-- Start of Data for this task --

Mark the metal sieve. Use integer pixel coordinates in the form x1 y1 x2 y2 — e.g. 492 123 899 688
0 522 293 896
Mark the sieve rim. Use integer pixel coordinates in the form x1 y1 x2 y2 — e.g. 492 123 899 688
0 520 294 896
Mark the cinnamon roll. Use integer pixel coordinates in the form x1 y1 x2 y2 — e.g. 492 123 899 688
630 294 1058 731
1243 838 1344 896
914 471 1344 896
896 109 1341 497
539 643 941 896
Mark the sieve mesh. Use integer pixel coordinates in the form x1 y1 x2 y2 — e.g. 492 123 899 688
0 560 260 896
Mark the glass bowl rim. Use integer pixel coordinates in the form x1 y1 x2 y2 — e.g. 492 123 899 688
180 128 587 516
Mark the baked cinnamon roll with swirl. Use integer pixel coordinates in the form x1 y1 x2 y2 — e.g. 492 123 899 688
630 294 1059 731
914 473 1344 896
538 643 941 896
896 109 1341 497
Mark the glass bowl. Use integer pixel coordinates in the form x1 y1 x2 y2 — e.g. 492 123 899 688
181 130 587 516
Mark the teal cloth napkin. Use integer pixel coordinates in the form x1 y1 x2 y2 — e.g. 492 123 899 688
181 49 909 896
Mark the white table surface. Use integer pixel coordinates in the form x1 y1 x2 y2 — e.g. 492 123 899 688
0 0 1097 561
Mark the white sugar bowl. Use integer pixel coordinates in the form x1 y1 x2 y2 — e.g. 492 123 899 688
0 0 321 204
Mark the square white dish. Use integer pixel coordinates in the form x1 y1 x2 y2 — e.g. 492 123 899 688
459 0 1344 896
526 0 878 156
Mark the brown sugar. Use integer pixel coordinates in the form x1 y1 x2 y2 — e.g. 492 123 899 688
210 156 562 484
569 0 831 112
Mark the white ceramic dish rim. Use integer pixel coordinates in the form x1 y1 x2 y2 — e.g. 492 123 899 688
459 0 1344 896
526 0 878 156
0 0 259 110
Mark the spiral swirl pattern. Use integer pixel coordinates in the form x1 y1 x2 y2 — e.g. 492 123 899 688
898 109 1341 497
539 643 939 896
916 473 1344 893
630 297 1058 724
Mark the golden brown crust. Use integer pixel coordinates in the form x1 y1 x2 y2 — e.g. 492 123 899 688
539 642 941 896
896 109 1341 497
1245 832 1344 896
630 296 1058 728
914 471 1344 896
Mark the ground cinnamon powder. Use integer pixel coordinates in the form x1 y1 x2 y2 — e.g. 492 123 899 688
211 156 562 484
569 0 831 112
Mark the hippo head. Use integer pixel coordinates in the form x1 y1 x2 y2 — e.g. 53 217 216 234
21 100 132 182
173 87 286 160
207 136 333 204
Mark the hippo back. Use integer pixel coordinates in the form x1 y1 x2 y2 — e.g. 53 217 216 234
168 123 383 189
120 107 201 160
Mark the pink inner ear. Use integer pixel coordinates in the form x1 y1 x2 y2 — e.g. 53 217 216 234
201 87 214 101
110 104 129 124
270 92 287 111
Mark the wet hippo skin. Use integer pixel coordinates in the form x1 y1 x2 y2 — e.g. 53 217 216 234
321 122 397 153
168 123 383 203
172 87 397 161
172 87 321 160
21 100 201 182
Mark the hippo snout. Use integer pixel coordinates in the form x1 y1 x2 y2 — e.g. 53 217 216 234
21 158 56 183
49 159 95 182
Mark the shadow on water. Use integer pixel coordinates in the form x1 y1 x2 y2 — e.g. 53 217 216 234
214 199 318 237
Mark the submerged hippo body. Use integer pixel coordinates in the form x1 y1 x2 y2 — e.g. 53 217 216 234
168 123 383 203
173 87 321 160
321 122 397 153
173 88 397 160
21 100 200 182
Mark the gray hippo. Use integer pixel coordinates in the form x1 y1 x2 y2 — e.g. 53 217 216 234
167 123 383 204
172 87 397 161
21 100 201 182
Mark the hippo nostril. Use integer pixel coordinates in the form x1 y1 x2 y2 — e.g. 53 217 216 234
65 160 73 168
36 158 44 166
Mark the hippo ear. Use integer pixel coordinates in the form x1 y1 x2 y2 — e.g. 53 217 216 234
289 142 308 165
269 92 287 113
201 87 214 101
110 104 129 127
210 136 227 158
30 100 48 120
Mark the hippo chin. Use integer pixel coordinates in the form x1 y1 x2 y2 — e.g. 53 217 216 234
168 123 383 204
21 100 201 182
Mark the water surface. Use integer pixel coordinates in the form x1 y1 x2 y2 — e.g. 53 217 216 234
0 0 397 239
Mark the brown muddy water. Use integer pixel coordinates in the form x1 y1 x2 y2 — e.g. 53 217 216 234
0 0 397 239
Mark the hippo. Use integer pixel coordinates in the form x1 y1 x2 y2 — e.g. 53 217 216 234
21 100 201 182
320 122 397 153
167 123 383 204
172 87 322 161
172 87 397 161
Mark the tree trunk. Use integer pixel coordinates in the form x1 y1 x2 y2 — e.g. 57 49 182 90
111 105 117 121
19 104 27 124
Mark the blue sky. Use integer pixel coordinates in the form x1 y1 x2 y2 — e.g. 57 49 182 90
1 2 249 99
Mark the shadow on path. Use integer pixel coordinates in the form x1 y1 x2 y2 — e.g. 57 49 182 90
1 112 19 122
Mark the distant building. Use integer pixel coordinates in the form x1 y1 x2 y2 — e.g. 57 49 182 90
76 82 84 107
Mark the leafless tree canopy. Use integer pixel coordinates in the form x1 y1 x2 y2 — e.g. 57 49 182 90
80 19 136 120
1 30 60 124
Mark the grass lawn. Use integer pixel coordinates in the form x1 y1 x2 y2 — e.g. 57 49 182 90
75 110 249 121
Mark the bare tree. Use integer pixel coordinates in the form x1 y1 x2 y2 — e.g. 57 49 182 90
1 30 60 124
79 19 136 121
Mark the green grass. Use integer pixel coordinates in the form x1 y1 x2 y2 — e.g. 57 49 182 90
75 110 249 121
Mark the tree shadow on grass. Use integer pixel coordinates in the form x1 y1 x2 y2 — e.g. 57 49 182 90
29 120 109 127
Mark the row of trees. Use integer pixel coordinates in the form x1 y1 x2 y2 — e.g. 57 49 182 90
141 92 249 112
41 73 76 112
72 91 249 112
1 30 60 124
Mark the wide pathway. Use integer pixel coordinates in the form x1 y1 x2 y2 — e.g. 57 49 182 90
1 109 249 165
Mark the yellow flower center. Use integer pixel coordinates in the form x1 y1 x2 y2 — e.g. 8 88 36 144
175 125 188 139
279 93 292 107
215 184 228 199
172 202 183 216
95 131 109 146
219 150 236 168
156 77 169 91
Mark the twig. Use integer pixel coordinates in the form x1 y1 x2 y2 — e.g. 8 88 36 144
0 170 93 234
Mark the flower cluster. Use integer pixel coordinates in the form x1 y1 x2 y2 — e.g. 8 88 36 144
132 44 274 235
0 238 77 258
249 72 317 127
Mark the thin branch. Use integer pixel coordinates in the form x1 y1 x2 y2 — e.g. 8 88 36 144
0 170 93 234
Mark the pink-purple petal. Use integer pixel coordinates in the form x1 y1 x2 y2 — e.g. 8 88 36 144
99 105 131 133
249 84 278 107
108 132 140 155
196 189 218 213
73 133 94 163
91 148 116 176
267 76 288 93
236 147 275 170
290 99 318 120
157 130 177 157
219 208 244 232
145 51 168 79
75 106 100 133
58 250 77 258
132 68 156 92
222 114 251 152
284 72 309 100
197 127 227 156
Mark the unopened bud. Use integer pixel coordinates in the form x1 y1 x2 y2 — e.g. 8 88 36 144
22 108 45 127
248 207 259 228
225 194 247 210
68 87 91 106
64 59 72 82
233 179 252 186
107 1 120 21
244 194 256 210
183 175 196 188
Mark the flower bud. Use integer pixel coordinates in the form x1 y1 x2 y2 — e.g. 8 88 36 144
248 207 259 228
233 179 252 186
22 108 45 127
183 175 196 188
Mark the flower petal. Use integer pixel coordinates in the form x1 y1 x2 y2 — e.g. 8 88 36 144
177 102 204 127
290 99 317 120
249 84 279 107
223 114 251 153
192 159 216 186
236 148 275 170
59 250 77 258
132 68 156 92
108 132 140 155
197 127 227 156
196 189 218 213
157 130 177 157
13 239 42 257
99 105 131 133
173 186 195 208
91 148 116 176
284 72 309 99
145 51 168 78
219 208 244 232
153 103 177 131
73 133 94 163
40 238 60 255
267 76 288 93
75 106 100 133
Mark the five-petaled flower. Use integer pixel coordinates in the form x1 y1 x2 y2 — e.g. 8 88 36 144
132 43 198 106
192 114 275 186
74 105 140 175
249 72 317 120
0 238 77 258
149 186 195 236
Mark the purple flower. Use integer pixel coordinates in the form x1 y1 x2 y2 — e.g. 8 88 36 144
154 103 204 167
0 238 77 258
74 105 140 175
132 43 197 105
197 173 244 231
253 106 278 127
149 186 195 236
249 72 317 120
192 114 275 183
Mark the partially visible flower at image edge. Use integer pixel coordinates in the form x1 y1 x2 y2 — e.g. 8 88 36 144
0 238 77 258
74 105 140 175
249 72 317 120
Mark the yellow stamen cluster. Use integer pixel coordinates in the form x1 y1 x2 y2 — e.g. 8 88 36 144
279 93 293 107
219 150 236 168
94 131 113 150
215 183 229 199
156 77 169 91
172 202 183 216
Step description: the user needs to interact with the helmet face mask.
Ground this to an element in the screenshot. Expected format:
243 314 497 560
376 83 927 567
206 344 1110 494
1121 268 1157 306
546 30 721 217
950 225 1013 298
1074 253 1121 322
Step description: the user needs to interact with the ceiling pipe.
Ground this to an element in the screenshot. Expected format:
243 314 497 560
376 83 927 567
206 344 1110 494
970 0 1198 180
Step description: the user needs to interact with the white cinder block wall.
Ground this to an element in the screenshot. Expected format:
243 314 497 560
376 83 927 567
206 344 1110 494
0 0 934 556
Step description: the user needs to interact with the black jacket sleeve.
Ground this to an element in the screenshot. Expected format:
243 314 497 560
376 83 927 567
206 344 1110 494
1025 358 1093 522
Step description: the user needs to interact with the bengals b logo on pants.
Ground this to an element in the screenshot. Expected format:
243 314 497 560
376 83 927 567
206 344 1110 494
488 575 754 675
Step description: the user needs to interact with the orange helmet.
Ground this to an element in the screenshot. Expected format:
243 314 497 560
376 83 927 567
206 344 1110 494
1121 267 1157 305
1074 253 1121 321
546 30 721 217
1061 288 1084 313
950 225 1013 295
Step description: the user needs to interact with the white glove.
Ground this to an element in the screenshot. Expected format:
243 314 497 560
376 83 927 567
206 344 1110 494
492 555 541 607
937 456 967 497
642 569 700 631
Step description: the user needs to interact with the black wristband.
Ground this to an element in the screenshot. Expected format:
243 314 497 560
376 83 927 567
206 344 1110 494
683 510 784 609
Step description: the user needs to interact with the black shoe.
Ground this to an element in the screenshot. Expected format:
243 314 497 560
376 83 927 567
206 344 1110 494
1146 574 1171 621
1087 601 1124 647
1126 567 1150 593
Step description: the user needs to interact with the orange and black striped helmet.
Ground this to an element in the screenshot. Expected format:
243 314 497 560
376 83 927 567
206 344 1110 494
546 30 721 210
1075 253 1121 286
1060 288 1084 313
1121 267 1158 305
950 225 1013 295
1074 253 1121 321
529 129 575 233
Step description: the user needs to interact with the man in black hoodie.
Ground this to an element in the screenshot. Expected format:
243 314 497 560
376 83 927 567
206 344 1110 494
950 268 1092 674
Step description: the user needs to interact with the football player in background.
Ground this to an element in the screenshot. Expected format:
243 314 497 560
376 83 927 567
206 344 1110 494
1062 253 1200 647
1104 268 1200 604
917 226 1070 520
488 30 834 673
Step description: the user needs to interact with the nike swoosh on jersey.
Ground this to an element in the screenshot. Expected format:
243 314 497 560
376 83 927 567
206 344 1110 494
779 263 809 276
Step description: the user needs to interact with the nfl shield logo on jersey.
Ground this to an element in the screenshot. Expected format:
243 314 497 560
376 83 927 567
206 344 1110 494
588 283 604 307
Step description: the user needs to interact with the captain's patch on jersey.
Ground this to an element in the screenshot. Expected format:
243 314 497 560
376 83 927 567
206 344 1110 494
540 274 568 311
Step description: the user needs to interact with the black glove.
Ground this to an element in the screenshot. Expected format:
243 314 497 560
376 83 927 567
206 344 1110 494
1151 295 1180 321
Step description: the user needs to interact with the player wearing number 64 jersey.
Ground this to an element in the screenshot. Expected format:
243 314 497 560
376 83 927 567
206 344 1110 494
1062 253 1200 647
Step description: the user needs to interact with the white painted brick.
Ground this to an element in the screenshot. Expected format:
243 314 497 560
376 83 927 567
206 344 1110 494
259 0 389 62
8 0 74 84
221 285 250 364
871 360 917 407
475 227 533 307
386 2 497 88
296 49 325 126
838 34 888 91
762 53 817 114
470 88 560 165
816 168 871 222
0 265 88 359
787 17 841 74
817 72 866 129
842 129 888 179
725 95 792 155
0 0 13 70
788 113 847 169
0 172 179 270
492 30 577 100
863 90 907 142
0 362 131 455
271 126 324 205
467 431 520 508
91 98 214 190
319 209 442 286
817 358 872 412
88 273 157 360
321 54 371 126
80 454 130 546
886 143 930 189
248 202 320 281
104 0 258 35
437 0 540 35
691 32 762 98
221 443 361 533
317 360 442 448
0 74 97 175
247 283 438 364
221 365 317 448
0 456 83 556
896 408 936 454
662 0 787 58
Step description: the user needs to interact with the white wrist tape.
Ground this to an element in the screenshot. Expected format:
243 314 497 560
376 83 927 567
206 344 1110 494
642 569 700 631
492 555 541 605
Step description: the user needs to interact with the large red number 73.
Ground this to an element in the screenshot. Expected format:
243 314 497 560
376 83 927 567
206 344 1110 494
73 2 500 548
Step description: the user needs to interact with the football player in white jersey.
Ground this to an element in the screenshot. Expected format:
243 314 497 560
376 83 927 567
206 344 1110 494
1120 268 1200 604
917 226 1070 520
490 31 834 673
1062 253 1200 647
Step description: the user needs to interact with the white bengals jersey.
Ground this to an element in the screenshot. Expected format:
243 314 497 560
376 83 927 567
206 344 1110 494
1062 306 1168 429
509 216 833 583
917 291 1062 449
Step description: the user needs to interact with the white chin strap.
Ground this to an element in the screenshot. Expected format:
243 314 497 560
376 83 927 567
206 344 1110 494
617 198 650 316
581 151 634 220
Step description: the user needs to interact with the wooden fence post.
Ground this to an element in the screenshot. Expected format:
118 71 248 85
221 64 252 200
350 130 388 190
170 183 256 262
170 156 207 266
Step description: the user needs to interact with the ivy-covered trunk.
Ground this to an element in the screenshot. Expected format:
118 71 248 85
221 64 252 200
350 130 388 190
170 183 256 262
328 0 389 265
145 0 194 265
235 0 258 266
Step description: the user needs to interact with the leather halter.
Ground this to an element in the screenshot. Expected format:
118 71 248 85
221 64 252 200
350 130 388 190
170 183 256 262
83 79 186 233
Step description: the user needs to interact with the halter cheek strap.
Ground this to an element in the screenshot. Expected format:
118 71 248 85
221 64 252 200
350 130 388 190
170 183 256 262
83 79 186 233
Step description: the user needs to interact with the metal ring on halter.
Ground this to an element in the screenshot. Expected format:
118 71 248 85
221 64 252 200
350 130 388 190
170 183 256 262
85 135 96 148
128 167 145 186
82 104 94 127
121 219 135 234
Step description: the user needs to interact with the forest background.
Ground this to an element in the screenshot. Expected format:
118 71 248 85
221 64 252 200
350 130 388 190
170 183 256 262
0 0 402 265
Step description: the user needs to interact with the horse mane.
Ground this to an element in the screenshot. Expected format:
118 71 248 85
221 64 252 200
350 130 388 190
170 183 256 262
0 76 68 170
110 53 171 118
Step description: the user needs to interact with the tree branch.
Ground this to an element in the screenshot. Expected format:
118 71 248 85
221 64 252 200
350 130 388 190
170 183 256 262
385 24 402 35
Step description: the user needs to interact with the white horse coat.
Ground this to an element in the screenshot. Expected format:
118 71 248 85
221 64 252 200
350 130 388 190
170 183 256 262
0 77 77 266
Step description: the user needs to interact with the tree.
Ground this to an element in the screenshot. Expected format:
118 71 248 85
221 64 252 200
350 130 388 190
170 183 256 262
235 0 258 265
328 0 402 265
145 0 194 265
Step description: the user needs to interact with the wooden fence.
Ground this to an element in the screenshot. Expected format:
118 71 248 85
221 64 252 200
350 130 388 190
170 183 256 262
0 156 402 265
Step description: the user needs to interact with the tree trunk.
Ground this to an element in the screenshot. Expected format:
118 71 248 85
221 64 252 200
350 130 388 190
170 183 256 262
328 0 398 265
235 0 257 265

-- End of Data for this task --

Copy out the lines between the one holding "Mark the flower petal." and the one holding "1025 358 1093 522", inclusive, with no changes.

Mark the flower petal. Use integer pixel coordinates in the form x1 y1 x2 y2 — e.g. 8 88 36 144
177 102 204 127
290 99 317 120
249 84 279 107
223 114 251 153
192 159 216 186
236 148 275 170
59 250 77 258
132 68 156 92
108 132 140 155
197 127 227 156
196 189 218 213
157 130 177 157
13 239 42 257
99 105 131 133
173 186 195 208
91 148 116 176
284 72 309 99
145 51 168 78
219 208 244 232
153 103 177 131
73 133 94 163
40 238 60 255
267 76 288 93
75 106 100 133
Mark the five-petaled flower. Use integer pixel coordinates in the form x1 y1 x2 y2 — e.g. 8 88 36 144
132 43 198 106
192 114 275 186
74 105 140 175
249 72 317 120
0 238 77 258
149 186 195 236
Mark the purple flower. Use integer pixel coordinates in the form x1 y1 x2 y2 — e.g. 8 88 36 144
154 103 204 167
0 238 77 258
74 105 140 175
132 43 197 105
197 173 244 231
253 106 278 127
149 186 195 236
249 72 317 120
192 114 275 183
Mark the partially visible flower at image edge. Use integer pixel coordinates in the form x1 y1 x2 y2 — e.g. 8 88 36 144
0 238 77 258
74 105 140 175
249 72 317 120
Mark the yellow stamen cluster. Use integer pixel coordinates in the form x1 y1 x2 y2 — e.g. 8 88 36 144
279 93 293 107
219 150 236 168
94 131 113 150
215 183 229 199
156 77 169 91
172 202 183 216
Step description: the user needs to interact with the helmet face mask.
Ground this to an element in the screenshot. Expected format:
243 314 497 560
376 83 927 567
206 344 1110 494
1121 268 1157 306
546 30 721 217
950 225 1013 298
1074 253 1121 322
Step description: the user needs to interact with the ceiling pipe.
Ground this to an element in the screenshot. Expected format:
243 314 497 560
376 83 927 567
206 344 1110 494
970 0 1198 180
Step description: the user needs to interact with the white cinder block wall.
Ground this to an element in the screenshot. Expected format:
243 314 497 560
376 83 927 567
206 344 1110 494
0 0 934 556
Step description: the user needs to interact with the black jacket sleeve.
Ground this to an element in the screenshot. Expected format:
243 314 497 560
376 83 927 567
206 344 1110 494
1025 358 1093 522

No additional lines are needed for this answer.